In the entries below, find the line with "Mark the small" and the line with "Mark the flock". Reproduce those two lines and every line between them exactly, and nothing more.

──────────

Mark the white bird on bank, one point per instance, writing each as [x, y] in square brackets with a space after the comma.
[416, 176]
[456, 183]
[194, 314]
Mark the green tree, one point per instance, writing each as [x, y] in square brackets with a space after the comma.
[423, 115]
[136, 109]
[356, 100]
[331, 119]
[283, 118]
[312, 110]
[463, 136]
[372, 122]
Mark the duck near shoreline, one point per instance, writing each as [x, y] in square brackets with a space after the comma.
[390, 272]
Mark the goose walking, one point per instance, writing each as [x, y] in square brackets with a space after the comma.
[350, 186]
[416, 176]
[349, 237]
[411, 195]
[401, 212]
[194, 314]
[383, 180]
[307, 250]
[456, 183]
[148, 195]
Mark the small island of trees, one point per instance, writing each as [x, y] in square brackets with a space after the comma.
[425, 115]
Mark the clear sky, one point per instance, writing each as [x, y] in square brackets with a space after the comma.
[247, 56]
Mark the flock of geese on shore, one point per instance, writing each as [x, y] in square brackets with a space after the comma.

──────────

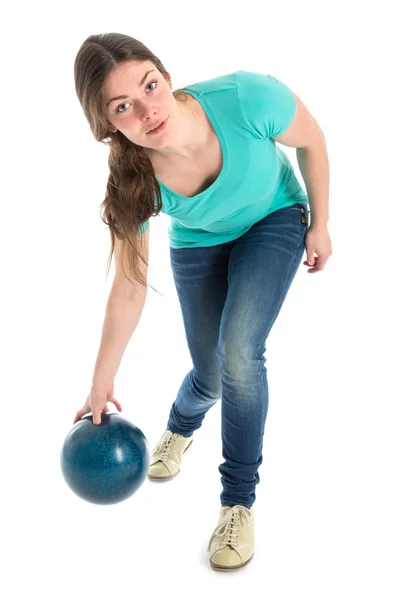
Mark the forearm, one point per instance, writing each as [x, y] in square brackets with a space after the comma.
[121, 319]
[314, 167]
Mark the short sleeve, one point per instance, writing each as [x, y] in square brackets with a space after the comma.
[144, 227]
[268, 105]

──────────

| Exercise answer |
Mark the small island of trees, one point per instance, writing each as [x, y] in square brackets with a space after the comma.
[425, 115]
Mark the clear sky, one point per instance, writing each as [x, y] in square brackets with a space after the comma.
[247, 56]
Mark the flock of geese on shore, one point per instance, writing each as [x, y] in square brackets with a space after the comma.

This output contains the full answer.